Document passage =
== Segment start ==
Scores of people rallied at ground zero Saturday to remember the fallen, and call for a more thorough search for the bone fragments still being found at the World Trade Center site.

Activists have said they aren't convinced that enough is being done to recover any small bits of remains that might still be hidden among other debris at the vacant Deutsche Bank building, which was damaged beyond repair in the trade center collapse.

Richard A. Gould, a professor of anthropology at Brown University, said he is concerned the teams scouring the building are using tools too crude to find every bone fragment.

"What the site needs is a careful, systematic clearing job," he said. "So far, that hasn't happened yet."

The search for remains at the skyscraper resumed this month after a two-month break ordered by environmental officials.

More than 600 human bone fragments have been found on the 41-story tower. A majority were on the roof.
== Segment end ==
[Data items]
== Segment start ==
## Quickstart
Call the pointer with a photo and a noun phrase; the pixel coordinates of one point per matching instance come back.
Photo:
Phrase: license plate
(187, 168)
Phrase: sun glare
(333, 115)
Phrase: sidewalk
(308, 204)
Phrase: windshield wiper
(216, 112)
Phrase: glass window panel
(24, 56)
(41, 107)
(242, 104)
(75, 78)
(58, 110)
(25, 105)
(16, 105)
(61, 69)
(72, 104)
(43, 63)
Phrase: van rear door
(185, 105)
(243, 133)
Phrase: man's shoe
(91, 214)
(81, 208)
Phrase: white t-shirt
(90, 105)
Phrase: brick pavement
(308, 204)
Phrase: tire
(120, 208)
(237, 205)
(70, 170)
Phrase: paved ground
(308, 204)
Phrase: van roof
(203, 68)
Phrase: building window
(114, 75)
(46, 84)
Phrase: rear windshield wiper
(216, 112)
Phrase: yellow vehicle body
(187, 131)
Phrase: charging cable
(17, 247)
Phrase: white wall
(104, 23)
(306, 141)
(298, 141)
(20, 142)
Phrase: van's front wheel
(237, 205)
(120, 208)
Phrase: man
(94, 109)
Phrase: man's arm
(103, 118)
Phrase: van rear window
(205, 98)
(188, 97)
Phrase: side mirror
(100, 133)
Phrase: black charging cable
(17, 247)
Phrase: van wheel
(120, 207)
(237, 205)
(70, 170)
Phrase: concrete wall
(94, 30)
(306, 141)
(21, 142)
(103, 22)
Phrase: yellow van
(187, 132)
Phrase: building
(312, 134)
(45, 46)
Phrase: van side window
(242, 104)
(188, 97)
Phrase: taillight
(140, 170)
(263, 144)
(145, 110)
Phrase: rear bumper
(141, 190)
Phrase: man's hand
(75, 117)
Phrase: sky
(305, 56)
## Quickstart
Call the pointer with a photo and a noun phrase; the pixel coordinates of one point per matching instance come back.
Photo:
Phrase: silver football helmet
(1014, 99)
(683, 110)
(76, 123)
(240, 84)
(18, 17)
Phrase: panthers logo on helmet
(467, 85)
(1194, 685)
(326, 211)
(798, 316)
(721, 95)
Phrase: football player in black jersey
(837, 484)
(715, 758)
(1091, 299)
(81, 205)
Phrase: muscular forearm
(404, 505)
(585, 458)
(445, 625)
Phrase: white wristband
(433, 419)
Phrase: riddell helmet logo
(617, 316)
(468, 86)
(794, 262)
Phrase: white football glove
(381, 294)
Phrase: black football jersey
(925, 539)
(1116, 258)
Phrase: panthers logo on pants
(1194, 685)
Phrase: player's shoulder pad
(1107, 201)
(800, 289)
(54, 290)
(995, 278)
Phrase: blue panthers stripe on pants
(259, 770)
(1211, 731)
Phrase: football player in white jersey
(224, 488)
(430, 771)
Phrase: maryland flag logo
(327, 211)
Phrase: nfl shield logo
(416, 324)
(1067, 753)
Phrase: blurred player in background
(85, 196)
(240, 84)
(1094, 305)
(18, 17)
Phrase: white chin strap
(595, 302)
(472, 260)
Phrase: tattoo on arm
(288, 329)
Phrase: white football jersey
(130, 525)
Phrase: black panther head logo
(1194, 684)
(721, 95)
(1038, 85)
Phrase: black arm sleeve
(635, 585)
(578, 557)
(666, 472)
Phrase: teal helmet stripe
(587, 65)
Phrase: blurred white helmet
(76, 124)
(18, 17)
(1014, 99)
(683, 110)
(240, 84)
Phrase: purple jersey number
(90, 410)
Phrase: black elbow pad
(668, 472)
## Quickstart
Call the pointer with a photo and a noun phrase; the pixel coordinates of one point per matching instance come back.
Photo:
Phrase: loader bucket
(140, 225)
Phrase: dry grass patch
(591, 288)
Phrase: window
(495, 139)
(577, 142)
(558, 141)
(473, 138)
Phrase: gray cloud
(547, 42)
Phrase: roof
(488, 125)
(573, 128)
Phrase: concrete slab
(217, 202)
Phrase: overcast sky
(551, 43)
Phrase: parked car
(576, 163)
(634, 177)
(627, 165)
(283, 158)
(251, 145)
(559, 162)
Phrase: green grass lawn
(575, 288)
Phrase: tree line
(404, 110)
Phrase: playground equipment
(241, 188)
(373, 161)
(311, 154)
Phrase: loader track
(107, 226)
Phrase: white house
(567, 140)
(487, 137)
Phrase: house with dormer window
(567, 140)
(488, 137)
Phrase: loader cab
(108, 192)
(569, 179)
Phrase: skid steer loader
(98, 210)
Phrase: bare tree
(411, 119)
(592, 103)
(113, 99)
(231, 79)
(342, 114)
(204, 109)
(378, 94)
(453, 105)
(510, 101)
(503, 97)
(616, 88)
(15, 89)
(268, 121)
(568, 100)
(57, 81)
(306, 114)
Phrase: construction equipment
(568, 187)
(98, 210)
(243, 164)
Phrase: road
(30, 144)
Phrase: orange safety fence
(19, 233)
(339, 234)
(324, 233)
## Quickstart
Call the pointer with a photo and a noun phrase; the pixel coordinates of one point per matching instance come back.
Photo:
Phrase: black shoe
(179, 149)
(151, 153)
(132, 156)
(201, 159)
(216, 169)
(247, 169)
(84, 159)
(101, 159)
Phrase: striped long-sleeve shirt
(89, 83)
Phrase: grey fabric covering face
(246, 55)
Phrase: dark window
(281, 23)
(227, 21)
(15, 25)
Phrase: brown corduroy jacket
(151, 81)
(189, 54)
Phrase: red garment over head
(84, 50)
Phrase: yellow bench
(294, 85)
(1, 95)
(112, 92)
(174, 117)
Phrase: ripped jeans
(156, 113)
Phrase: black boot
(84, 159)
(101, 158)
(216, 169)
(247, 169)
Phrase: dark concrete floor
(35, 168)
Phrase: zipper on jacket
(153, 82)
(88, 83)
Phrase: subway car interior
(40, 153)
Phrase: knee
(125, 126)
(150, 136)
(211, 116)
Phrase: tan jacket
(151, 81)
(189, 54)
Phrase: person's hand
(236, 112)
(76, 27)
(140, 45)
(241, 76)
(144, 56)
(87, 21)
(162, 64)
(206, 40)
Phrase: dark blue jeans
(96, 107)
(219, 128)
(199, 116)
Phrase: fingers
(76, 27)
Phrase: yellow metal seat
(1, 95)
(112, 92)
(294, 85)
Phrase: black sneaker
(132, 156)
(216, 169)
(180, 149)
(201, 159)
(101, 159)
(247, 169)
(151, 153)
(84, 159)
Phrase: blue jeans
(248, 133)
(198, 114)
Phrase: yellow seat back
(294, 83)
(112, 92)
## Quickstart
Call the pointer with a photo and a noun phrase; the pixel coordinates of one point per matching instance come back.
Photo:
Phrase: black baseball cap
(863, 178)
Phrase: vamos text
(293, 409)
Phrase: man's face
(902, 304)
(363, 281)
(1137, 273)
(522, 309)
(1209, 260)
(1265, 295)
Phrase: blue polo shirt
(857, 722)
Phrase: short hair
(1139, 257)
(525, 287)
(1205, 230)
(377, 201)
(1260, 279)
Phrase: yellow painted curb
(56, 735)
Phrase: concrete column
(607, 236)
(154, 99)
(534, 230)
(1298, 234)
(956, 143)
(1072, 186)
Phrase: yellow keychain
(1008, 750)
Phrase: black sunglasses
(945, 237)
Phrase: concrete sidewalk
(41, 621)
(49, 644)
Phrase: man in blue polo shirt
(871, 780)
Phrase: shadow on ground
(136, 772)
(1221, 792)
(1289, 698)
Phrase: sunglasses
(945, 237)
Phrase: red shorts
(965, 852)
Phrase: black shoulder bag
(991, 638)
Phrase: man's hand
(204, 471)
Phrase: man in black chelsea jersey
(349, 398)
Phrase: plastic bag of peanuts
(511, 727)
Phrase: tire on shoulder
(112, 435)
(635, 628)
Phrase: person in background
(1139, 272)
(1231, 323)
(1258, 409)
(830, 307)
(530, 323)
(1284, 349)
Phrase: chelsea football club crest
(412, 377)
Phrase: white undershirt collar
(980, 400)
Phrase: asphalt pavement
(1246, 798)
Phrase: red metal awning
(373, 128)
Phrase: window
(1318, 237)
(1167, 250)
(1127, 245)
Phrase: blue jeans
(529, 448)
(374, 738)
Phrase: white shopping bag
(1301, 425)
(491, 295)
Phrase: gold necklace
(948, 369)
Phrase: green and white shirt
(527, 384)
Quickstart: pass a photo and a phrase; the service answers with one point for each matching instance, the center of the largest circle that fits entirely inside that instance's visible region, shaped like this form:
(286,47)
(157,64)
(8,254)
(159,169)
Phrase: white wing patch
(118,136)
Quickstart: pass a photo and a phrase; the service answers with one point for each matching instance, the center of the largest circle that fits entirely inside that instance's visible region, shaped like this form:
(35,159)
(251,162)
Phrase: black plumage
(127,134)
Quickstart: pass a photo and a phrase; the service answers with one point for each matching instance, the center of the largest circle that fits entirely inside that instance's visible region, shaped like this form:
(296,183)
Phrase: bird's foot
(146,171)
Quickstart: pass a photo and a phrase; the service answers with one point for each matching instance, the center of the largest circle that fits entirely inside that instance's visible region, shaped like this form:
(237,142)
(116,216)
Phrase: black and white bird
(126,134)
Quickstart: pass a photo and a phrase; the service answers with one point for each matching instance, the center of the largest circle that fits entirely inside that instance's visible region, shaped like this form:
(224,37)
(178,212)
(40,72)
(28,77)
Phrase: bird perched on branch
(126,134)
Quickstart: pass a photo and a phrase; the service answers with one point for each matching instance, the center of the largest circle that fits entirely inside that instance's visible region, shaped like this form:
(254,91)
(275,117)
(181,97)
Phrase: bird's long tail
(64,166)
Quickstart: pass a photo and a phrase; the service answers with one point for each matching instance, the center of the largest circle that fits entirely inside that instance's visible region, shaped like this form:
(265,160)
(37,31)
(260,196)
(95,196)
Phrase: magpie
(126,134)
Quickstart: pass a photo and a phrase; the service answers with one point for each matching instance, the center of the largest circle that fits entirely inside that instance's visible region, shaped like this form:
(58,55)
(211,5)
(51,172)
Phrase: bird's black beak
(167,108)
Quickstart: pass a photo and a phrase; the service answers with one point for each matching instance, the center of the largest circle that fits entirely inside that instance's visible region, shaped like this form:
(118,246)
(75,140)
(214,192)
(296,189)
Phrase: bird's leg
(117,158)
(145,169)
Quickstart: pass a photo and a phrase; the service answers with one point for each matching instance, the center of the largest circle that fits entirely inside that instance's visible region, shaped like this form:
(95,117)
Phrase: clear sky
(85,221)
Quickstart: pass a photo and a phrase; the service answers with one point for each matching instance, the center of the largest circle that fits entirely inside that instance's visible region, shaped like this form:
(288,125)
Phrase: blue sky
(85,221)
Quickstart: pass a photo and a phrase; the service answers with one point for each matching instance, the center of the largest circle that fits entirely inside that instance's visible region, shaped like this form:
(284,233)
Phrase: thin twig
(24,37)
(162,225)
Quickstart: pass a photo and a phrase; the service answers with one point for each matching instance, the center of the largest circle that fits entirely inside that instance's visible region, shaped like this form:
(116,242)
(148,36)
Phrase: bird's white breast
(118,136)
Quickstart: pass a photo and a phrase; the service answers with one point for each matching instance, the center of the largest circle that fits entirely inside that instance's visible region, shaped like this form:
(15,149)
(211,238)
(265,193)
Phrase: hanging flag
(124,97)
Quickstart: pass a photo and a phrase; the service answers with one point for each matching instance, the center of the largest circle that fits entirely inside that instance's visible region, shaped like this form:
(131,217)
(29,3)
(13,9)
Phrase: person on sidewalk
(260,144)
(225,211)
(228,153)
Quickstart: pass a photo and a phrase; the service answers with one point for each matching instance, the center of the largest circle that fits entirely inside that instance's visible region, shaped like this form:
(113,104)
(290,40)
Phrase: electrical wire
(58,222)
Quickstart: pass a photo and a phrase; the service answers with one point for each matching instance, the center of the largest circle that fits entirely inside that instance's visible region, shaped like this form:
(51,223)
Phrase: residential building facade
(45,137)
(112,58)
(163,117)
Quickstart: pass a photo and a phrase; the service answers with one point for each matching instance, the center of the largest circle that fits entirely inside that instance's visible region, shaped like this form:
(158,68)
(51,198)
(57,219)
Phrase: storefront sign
== Segment end ==
Activity 1 = Transcribe the stretch of the ground zero report from "Scores of people" through "Trade Center site.".
Activity 2 = Using the ground zero report, state whether each statement below agrees with it: (a) The search at the building resumed after a two-month break. (b) Most of the bone fragments were found in the basement. (c) Richard A. Gould teaches at Brown University. Answer each with yes or no and quote the words that decide it.
Activity 3 = Take the ground zero report further, starting after its final sentence.

Written response 1 =
Scores of people rallied at ground zero Saturday to remember the fallen, and call for a more thorough search for the bone fragments still being found at the World Trade Center site.

Written response 2 =
(a) Yes: "resumed this month after a two-month break ordered by environmental officials."
(b) No: "A majority were on the roof."
(c) Yes: "a professor of anthropology at Brown University"

Written response 3 =
Workers are also removing asbestos and other toxic materials from the building as a prelude to demolishing it.

The recovery of remains is being overseen by the city's medical examiner, and that office's forensic anthropologist, Dr. Bradley Adams, an expert who formerly worked with a military task force recovering the remains of soldiers from Korea and Vietnam.

Ellen Borakove, a spokeswoman for the medical examiner, said the city's methods are careful and thorough. She invited families with concerns to appoint their own specialist to observe the operation.